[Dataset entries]
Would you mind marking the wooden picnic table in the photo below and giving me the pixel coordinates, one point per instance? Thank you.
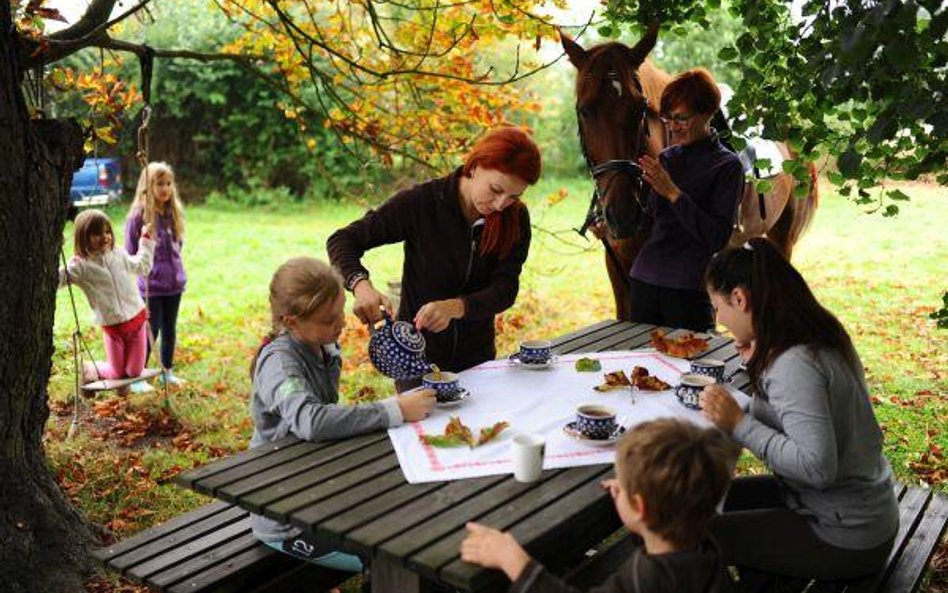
(351, 494)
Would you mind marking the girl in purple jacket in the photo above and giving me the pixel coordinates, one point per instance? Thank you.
(157, 203)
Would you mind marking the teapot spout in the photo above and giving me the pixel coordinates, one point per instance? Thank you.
(421, 366)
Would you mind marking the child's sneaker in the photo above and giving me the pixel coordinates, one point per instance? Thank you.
(169, 376)
(141, 387)
(89, 373)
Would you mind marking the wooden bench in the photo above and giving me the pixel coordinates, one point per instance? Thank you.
(212, 549)
(923, 516)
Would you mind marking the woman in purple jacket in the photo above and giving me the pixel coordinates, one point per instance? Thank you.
(157, 203)
(696, 186)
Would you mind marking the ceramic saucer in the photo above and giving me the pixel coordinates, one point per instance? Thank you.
(573, 432)
(461, 395)
(531, 366)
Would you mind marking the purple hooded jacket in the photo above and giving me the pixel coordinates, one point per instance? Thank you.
(167, 274)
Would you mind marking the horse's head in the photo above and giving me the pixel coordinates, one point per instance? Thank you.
(611, 111)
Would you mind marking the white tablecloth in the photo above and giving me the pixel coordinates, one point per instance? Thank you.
(541, 402)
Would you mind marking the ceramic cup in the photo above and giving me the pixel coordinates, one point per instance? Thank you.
(446, 386)
(690, 388)
(710, 367)
(527, 450)
(595, 421)
(535, 352)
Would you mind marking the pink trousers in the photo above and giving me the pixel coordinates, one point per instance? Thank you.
(125, 355)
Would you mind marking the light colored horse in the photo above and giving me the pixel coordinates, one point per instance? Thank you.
(618, 92)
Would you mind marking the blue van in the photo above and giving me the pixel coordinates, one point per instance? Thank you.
(97, 183)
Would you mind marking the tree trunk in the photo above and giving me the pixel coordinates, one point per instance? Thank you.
(43, 539)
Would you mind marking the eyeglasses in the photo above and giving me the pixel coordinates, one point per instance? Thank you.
(678, 118)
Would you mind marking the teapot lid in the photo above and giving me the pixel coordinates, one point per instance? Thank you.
(407, 336)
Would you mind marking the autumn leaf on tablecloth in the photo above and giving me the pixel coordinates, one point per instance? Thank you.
(684, 346)
(588, 365)
(440, 440)
(646, 382)
(456, 434)
(615, 380)
(489, 434)
(457, 428)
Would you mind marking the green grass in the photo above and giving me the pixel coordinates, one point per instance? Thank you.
(881, 276)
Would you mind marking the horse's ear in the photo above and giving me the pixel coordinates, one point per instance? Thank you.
(644, 46)
(574, 51)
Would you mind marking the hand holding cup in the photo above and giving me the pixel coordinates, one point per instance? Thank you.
(417, 404)
(720, 407)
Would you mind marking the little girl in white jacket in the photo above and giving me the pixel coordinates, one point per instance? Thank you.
(105, 275)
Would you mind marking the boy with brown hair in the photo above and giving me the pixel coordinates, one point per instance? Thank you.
(670, 476)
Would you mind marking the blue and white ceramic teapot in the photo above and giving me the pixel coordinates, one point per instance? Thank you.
(397, 349)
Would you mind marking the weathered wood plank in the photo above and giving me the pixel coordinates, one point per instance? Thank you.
(187, 550)
(275, 484)
(910, 566)
(583, 517)
(159, 531)
(513, 510)
(563, 341)
(357, 475)
(366, 538)
(180, 537)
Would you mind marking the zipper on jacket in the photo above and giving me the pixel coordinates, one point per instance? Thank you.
(475, 230)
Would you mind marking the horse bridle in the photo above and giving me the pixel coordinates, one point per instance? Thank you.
(596, 212)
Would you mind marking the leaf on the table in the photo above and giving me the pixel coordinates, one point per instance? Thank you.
(614, 380)
(588, 365)
(457, 434)
(489, 434)
(440, 440)
(686, 345)
(456, 428)
(646, 382)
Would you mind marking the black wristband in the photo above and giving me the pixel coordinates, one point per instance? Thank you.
(354, 279)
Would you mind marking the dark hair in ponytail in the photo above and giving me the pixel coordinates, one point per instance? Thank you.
(784, 311)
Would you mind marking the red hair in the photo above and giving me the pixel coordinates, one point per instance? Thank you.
(511, 151)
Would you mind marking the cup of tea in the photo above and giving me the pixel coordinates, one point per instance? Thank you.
(445, 385)
(535, 352)
(596, 422)
(709, 367)
(527, 455)
(690, 387)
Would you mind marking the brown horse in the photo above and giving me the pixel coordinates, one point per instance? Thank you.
(617, 93)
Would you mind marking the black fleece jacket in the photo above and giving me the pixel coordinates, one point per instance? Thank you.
(442, 261)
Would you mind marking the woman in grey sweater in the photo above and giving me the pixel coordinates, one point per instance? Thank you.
(829, 510)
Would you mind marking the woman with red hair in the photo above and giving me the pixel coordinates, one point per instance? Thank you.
(465, 236)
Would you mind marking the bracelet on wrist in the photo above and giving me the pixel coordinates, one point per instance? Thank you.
(354, 279)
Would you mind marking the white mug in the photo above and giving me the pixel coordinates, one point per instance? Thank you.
(527, 456)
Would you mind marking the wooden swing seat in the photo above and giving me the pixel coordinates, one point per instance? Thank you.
(109, 384)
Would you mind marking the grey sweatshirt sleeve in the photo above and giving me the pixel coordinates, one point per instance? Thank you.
(805, 450)
(286, 403)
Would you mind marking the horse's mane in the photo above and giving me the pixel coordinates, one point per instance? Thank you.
(654, 80)
(613, 57)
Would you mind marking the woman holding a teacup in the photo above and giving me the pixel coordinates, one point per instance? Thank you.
(465, 236)
(829, 511)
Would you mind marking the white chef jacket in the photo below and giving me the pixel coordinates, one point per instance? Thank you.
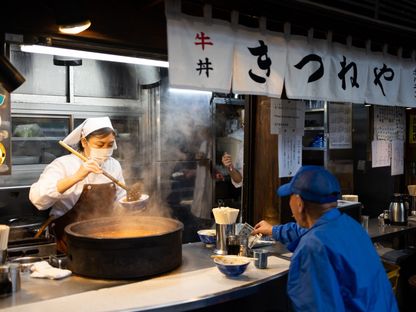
(239, 161)
(43, 193)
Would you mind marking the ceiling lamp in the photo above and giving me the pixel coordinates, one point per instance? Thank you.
(74, 28)
(91, 55)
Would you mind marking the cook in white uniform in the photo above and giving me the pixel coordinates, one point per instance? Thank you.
(78, 190)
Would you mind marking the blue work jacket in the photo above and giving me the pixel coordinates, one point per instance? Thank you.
(334, 267)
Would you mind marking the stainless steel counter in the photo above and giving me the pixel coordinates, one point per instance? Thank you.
(196, 266)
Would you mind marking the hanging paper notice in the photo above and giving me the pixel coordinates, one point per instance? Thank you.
(340, 117)
(380, 153)
(397, 157)
(290, 154)
(389, 123)
(287, 117)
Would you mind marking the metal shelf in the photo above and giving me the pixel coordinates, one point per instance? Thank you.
(314, 110)
(308, 148)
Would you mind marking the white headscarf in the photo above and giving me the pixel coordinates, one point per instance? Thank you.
(88, 126)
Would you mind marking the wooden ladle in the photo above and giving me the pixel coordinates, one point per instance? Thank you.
(133, 193)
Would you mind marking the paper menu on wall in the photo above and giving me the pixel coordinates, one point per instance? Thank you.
(287, 117)
(389, 123)
(290, 154)
(380, 153)
(340, 125)
(397, 157)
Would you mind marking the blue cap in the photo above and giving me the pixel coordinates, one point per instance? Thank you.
(314, 184)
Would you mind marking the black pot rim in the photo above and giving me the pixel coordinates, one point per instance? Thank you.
(69, 228)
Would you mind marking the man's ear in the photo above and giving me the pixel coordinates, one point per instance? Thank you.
(300, 205)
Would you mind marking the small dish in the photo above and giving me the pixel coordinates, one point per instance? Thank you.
(231, 265)
(208, 237)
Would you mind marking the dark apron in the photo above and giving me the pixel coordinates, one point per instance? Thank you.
(96, 201)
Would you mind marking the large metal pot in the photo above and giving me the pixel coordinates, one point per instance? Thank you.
(124, 247)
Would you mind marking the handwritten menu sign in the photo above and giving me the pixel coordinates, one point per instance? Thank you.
(287, 117)
(380, 153)
(397, 157)
(340, 125)
(290, 154)
(5, 124)
(389, 123)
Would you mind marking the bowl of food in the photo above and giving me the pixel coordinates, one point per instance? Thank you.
(208, 237)
(135, 205)
(231, 265)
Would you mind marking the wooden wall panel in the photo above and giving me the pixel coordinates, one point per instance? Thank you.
(264, 165)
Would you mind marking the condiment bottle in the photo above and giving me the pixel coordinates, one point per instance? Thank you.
(5, 283)
(386, 217)
(233, 245)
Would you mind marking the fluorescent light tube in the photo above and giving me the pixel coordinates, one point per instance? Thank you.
(91, 55)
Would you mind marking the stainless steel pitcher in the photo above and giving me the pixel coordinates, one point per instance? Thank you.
(399, 210)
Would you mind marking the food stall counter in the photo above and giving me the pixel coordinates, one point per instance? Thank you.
(196, 283)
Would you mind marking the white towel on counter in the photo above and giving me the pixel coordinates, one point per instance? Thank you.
(43, 269)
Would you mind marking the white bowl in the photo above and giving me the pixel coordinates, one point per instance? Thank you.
(136, 204)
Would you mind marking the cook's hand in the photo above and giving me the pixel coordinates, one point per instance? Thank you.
(263, 227)
(227, 160)
(87, 167)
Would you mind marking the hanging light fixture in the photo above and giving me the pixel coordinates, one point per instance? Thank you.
(71, 16)
(75, 28)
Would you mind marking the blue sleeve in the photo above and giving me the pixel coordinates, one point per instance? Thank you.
(312, 283)
(288, 232)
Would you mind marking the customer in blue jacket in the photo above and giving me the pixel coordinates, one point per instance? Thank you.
(334, 266)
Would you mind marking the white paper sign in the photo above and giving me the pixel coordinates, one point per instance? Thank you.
(397, 157)
(380, 153)
(340, 125)
(389, 123)
(259, 63)
(290, 154)
(287, 117)
(200, 54)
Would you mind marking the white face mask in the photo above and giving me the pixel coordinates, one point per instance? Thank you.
(100, 155)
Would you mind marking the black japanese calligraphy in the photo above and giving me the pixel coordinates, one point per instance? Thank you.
(344, 70)
(204, 66)
(386, 73)
(263, 61)
(319, 73)
(203, 40)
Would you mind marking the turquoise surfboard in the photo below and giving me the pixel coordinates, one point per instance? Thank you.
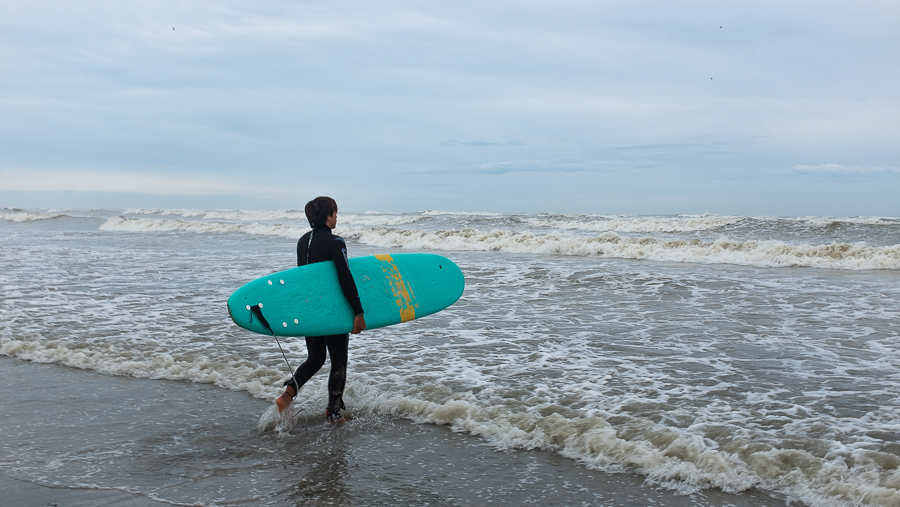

To do:
Transcribe exactly the span of lines that opens with the line holding "Would you mind marking the blue sleeve" and closes with the last line of the entries above. Omit pictures.

Answer to this task:
Would you mind marking the blue sleeve in the photo above and giving me the pixel coordinates, one point per instance? Thank you.
(312, 283)
(288, 232)
Would you mind marking the customer in blue jacket in the photo above and giving me the pixel coordinates, one point per instance? Thank you.
(334, 266)
Would you mind marking the white paper sign in the photo above and giving me the pixel coordinates, one point per instance? Thank you.
(397, 157)
(380, 153)
(340, 125)
(389, 123)
(259, 63)
(290, 154)
(287, 117)
(200, 54)
Would you mind marking the white face mask in the photo above and giving me the pixel coordinates, one point per instance? Thank you.
(100, 155)
Would you mind marking the black japanese calligraphy in the photo above and giving me the pixel coordinates, one point per instance? Thank you.
(344, 70)
(204, 66)
(386, 73)
(263, 61)
(319, 73)
(203, 40)
Would you mind marking the turquoise surfboard in the photo below and giving me the pixel coordinates, one point per instance? Thank you.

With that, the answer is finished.